Ma
quale presunta debolezza?
Ho letto con estremo interesse i due interventi, prima di Francesco
Codello (su A 310) sulla Presunta debolezza del
movimento anarchico, poi la risposta
di Maria Matteo (su A 311), non a caso intitolata invece
Ma quale presunta debolezza?. Già dai differenti
due titoli risalta un’abissale differenza d’impostazione:
il primo si muove con cautela sulla riflessione di qualcosa
che presume, senza (importante!) affermare in modo categorico
ciò che in più parti dell’articolo identifica
come rischi, il secondo parte sparato, affermando al contrario
con certezza che la presunzione proposta è del tutto
inesistente.
Beati coloro che hanno certezze! Non tanto perché la
certezza sia effettivamente certa, quanto perché si creano
corazze che, presumo, possono regalare sicurezza e li fanno
sentire forti.
Non mi dilungo oltre su questi aspetti, perché siamo
già al centro del problema. Non ho neppure intenzione
di entrare addentro i contenuti espressi dai due, perché
richiederebbe un’esposizione argomentata troppo lunga,
che non è il caso. Ciò che invece m’interessa
mettere in evidenza è l’approccio molto diverso,
addirittura contrapposto, di Codello da una parte e della Matteo
dall’altra.
L’uno si muove su un piano di riflessione problematica,
esponendo preoccupazioni e rischi sentiti, sostenendo un modo
d’intendere di cui è convinto, ma che non ci propina
con saccente sicumera. Ce lo suggerisce invece e ce lo propone
come occasione di riflessione e di dibattito, sottolineando
soprattutto l’attenzione alla sensibilità di ogni
compagno nel proporsi su un piano di libertà e di sperimentazione
della stessa, per superare la logica del proselitismo,
che a suo modo di vedere attanaglia troppo il movimento anarchico
e ne è preoccupato. Nelle sue parole e nelle sue argomentazioni
non c’è l’uso della categoria del giudizio,
per stabilire, da un alto dell’intelletto presunto e inesistente,
chi fa bene da una parte e chi fa male dall’altra.

------------------------------------------------

PROBLEMA PROPOSTO A:
Conta le righe del materiale in cui compare la parola "small" e scrivi soltanto il numero.
Il testo di partenza e le righe non hanno alcun legame tra loro.

------------------------------------------------

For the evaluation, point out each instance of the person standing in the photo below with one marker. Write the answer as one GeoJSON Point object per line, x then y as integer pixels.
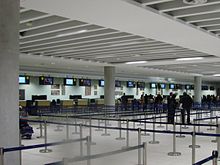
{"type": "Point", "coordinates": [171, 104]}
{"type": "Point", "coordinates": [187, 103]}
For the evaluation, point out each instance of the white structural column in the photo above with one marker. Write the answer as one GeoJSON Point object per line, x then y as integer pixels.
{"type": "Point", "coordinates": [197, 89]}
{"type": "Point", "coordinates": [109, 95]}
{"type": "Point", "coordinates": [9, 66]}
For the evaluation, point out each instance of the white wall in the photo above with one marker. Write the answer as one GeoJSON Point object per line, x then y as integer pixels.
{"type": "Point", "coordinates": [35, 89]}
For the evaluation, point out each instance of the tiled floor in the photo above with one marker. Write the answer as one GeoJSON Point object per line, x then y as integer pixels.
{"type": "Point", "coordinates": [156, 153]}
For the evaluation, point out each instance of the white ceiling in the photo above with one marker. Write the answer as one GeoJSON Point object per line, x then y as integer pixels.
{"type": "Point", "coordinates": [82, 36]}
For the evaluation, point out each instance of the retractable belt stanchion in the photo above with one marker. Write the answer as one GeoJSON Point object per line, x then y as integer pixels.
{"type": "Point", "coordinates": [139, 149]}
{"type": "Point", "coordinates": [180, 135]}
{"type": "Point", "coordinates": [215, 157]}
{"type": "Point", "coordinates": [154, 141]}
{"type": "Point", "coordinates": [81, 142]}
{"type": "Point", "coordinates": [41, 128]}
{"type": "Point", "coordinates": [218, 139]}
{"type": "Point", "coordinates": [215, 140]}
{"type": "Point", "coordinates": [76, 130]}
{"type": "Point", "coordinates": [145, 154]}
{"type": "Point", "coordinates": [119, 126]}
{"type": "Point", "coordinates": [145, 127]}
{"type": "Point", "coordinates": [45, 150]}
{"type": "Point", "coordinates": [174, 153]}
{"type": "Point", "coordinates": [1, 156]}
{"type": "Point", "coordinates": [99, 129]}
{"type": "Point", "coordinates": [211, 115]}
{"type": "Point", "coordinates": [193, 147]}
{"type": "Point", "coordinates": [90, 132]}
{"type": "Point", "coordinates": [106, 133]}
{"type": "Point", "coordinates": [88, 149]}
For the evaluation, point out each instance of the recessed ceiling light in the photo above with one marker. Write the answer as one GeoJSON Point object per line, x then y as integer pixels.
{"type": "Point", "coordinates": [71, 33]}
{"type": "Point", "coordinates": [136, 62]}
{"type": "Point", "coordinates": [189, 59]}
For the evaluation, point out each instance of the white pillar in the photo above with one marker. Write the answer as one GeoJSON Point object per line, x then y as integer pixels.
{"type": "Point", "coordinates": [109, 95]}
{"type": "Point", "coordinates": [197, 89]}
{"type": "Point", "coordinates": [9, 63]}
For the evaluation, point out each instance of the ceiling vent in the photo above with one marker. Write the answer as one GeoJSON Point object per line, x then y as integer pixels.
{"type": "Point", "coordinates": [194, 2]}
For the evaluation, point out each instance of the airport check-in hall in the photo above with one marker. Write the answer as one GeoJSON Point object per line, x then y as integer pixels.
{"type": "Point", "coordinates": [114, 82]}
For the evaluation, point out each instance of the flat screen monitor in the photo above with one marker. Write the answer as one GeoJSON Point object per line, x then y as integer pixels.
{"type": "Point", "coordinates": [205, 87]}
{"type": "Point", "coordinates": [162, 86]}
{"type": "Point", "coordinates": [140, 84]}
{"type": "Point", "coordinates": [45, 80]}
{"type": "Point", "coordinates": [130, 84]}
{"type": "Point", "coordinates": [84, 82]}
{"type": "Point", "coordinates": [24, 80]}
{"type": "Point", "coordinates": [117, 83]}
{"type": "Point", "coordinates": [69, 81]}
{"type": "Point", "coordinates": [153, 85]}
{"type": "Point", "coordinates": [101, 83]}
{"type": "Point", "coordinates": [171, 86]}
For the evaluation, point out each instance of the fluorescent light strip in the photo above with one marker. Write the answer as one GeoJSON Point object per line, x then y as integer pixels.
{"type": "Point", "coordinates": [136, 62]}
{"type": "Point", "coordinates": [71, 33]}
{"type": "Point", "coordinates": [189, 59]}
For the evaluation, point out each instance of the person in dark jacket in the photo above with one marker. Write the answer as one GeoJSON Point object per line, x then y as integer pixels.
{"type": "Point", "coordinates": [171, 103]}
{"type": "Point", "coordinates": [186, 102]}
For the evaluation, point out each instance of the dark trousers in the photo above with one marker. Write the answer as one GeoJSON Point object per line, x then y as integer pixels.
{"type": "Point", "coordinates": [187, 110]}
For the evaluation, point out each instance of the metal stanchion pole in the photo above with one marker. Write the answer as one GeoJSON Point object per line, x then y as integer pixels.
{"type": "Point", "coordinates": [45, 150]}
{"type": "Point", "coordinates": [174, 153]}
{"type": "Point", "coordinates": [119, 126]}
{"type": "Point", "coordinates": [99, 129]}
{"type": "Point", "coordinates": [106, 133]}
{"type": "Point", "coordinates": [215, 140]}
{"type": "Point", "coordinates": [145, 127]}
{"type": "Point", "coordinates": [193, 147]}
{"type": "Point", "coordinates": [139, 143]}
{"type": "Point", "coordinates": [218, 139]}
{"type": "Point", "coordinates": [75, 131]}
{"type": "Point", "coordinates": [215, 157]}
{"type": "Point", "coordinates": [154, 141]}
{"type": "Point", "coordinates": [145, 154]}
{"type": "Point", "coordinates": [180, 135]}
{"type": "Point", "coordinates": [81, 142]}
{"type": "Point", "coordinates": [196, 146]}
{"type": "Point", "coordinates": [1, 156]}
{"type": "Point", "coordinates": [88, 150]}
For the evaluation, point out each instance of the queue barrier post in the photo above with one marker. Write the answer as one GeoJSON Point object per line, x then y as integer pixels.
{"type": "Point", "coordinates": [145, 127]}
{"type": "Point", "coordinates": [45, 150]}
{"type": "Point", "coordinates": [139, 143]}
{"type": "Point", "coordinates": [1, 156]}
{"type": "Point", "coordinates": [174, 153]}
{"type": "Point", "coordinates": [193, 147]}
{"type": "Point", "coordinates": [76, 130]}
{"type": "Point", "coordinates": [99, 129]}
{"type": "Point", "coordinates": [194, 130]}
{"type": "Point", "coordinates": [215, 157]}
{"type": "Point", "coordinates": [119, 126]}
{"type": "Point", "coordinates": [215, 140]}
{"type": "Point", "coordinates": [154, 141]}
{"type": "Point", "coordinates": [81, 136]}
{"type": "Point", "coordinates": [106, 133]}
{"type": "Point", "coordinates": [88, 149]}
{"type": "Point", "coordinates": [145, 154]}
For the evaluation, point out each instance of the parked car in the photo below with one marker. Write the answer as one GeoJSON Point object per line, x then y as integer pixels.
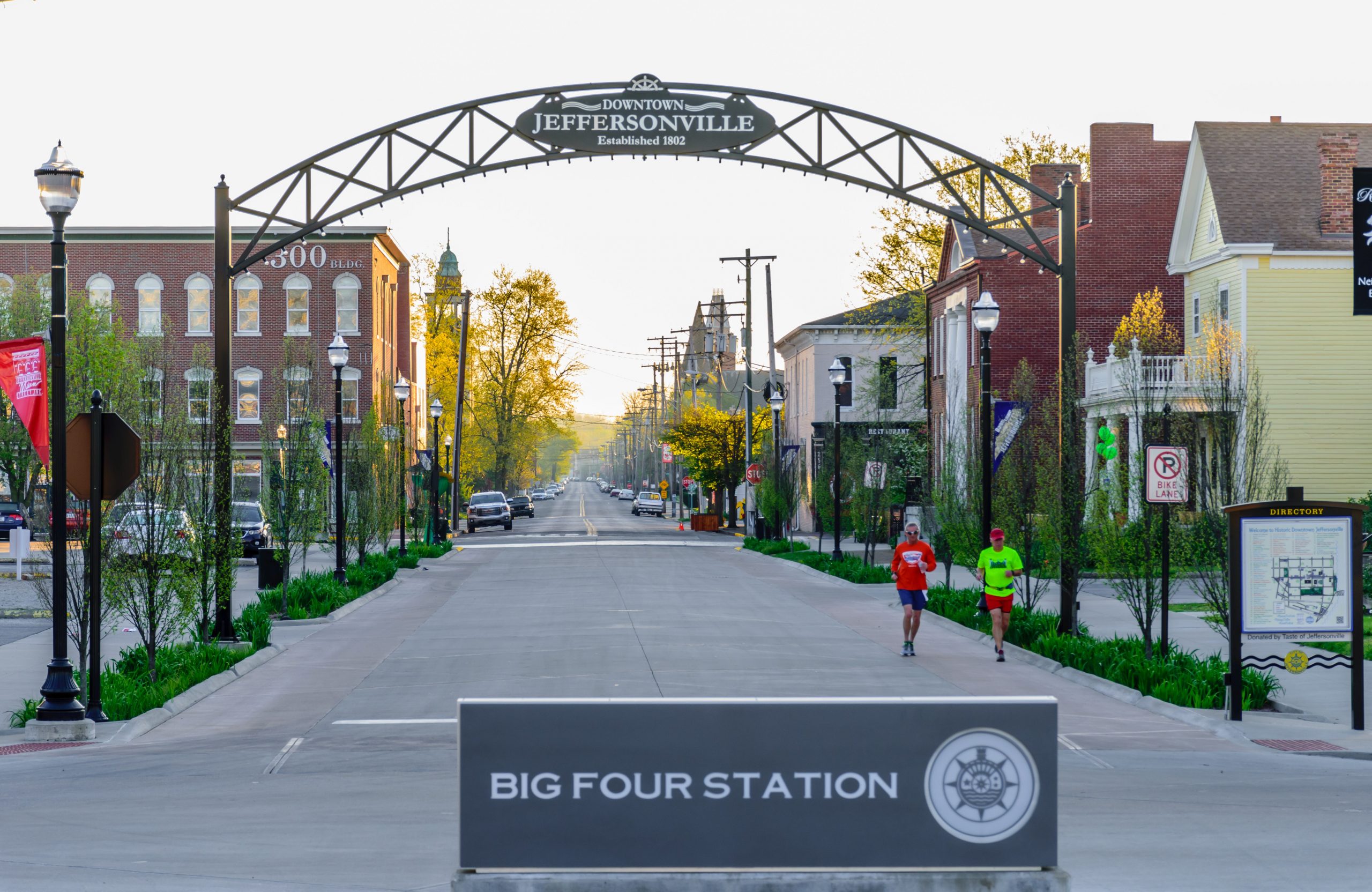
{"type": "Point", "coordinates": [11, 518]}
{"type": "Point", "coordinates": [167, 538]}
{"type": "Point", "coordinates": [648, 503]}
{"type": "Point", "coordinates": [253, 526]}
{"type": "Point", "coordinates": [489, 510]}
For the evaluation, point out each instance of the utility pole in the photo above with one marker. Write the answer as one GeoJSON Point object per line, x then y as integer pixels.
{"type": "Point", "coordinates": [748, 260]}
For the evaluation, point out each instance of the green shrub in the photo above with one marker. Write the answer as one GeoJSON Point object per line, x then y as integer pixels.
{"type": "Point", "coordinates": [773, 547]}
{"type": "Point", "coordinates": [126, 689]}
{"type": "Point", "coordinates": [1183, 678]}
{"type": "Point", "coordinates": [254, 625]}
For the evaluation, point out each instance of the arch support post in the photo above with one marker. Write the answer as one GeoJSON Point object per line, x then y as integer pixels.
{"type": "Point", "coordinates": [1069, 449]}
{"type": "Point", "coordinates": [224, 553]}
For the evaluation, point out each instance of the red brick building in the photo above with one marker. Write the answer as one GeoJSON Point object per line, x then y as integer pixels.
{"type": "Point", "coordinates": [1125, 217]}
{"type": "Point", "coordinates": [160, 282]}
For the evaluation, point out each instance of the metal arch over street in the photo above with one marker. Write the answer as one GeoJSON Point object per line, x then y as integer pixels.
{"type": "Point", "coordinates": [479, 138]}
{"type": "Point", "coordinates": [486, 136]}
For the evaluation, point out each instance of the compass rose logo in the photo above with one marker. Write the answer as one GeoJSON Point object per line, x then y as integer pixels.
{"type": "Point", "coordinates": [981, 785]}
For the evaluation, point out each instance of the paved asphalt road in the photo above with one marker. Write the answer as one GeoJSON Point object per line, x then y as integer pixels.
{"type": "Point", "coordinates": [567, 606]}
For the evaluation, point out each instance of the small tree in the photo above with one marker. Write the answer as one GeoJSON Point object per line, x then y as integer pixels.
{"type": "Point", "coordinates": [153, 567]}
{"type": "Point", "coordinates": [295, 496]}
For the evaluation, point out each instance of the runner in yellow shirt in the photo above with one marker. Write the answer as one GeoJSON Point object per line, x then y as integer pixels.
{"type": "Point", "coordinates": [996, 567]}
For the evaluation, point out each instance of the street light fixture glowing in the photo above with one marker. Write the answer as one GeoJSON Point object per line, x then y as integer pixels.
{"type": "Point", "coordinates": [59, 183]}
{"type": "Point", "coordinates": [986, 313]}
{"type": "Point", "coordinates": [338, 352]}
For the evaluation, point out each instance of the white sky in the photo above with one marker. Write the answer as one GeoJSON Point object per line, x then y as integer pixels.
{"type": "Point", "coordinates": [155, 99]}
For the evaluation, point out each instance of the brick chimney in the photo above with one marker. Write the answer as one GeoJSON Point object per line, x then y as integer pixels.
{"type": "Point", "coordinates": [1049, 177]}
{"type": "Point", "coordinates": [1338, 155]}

------------------------------------------------

PROBLEMA PROPOSTO B:
Secondo il testo di partenza, su quale numero di A è uscito l'intervento di Francesco Codello?

RISPOSTA CORRETTA A:
1

RISPOSTA CORRETTA B:
Su A 310.